Text excerpt:
——

CHAMPAIGN, Ill. - An eclectic mix of live music, a lecture-demonstration on Indian dance, and an academic symposium will signal the official grand opening of the Robert E. Brown Center for World Music at the University of Illinois April 18-20.
Die-hard fans of world music who just can't wait to get started can attend a workshop on mbira performance, from 10 a.m. to noon on April 17 in 1180 Music Building, 1114 W. Nevada St., Urbana. An mbira is a Zimbabwean percussion instrument fashioned from a wooden board, with staggered metal keys.
The symposium, "Canons in Musical Scholarship and Performance," begins at 9 a.m. on April 18 and continues through the day on April 19 in 25 Smith Hall, 805 S. Mathews Ave., Urbana. Free and open to the public, it will include presentations by six members of the U. of I. music faculty: Christina Bashford, Jeff Magee (reading a paper by Charles Hamm, an emeritus professor of music at Dartmouth College), Bruno Nettl, Gabriel Solis, Thomas Turino and Philip Yampolsky. Also participating will be Gage Averill, University of Toronto at Mississauga; Salwa El-Shawan Castelo-Branco, Universidade Nova de Lisboa; Tomie Hahn, Rensselaer Polytechnic Institute; Regula Qureshi, University of Alberta; Ted Solís, Arizona State University; and Ruth Stone, Indiana University.

——

Data listing:

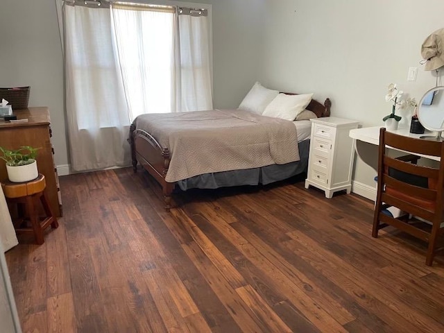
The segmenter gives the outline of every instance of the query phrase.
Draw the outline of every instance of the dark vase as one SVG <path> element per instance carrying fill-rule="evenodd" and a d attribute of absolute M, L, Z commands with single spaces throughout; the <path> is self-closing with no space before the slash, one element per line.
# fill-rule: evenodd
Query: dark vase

——

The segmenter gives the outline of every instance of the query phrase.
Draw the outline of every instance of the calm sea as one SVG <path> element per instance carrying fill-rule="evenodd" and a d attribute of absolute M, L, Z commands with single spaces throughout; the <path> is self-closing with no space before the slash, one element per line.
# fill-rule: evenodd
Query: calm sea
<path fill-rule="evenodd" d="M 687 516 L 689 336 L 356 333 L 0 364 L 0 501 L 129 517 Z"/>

——

Write out the stretch of the world music center announcement from "Die-hard fans of" through "staggered metal keys.".

Die-hard fans of world music who just can't wait to get started can attend a workshop on mbira performance, from 10 a.m. to noon on April 17 in 1180 Music Building, 1114 W. Nevada St., Urbana. An mbira is a Zimbabwean percussion instrument fashioned from a wooden board, with staggered metal keys.